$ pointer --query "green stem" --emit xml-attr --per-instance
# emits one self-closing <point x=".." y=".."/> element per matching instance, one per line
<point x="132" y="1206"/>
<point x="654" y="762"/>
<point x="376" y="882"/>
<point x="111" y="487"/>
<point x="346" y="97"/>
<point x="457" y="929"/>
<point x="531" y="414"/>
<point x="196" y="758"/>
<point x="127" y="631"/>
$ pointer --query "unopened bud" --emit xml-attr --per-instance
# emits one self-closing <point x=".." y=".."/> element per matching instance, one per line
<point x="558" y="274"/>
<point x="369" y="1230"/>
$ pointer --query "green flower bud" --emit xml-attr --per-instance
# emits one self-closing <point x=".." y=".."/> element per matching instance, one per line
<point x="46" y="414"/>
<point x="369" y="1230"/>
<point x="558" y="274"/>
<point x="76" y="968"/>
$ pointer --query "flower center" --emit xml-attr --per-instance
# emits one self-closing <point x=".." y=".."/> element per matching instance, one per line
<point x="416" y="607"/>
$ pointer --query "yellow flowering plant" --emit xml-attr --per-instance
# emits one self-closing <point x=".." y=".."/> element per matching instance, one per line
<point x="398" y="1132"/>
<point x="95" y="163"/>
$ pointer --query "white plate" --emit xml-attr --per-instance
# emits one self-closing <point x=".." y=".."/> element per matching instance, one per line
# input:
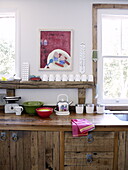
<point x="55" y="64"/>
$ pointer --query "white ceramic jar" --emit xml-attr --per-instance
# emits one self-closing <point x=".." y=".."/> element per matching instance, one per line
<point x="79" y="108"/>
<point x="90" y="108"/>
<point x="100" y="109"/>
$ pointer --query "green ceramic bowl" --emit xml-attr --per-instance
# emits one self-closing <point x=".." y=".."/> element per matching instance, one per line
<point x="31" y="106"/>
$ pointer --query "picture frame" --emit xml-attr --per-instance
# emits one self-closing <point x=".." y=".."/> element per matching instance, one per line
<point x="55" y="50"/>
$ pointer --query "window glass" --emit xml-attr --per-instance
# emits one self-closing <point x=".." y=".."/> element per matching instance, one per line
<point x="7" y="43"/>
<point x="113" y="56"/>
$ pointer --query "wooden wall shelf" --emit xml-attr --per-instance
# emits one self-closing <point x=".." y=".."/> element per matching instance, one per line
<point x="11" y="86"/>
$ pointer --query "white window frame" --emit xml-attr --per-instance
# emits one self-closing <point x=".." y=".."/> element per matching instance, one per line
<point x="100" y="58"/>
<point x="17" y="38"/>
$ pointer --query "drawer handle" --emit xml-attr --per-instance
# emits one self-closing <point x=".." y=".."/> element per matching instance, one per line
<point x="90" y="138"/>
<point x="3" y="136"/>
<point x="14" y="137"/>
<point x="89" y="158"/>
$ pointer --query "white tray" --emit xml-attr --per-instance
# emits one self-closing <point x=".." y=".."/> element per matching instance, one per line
◆ ◆ ◆
_Problem:_ Output the listing above exactly, excluding all pictures.

_Answer:_
$ pointer --query "green stem" --emit xml-attr --per-instance
# emits one self-closing <point x=".." y=".."/> element per matching instance, one per line
<point x="132" y="1206"/>
<point x="654" y="762"/>
<point x="376" y="882"/>
<point x="111" y="487"/>
<point x="346" y="97"/>
<point x="457" y="929"/>
<point x="531" y="414"/>
<point x="196" y="758"/>
<point x="127" y="631"/>
$ pointer --query "unopened bud" --emit xml-attr --per-instance
# emits one self-closing <point x=".." y=".."/> element per matching instance, one per line
<point x="558" y="274"/>
<point x="369" y="1230"/>
$ pointer --query "green flower bud" --emit xml-attr --per-instance
# emits one self-closing <point x=".." y=".."/> element per matching instance, one per line
<point x="46" y="414"/>
<point x="369" y="1230"/>
<point x="558" y="274"/>
<point x="76" y="968"/>
$ pointer --query "flower center" --emit xml-attr --per-instance
# emits one self-closing <point x=".." y=".."/> element per matching instance, one per line
<point x="416" y="607"/>
$ pointer --query "yellow flowering plant" --emit xml-attr --per-instance
# emits one self-closing <point x=".." y=".."/> element per matching instance, one per line
<point x="398" y="1132"/>
<point x="95" y="163"/>
$ pointer --query "white plate" --emit xml-attr --per-instance
# emits one self-closing <point x=".." y=".."/> element per matching instance, one per line
# input:
<point x="55" y="64"/>
$ pointer --query "white ceramic jar" --emit xml-attr --per-instance
# emits one self-closing <point x=".." y=".."/> element per matching instance, one per line
<point x="79" y="108"/>
<point x="90" y="108"/>
<point x="100" y="109"/>
$ pointer --query "green ceramic bowl" --emit xml-attr --per-instance
# emits one self-closing <point x=".." y=".."/> element per matching instance, one per line
<point x="31" y="106"/>
$ pointer --query "picture frame" --emit xml-attr --per-instance
# emits one self-closing <point x=".." y=".."/> element per matching instance, one per line
<point x="55" y="50"/>
$ pointer --query "window glass" --emit xml-attr --per-instance
# emits one self-closing <point x=".." y=".."/> element per matching instance, one per line
<point x="7" y="43"/>
<point x="113" y="56"/>
$ pointer --query "wooden wall shelf" --emit xml-attr --per-instance
# emits one self-closing <point x=".." y=".."/> element per matching instance, one per line
<point x="11" y="86"/>
$ pointer --query "white window frame" --emit xml-attr --per-instance
# emits one self-closing <point x=".." y=".."/> element per matching instance, one per line
<point x="100" y="58"/>
<point x="17" y="38"/>
$ pointer --query "drawer handle" --emit xml-attr --per-instance
# emits one self-closing <point x=".." y=".."/> element per matching instance, one per line
<point x="90" y="138"/>
<point x="3" y="136"/>
<point x="14" y="137"/>
<point x="89" y="158"/>
$ pointer --query "white tray" --emit xml-attr --per-instance
# emits one self-closing <point x=".." y=".."/> element per matching instance, one per line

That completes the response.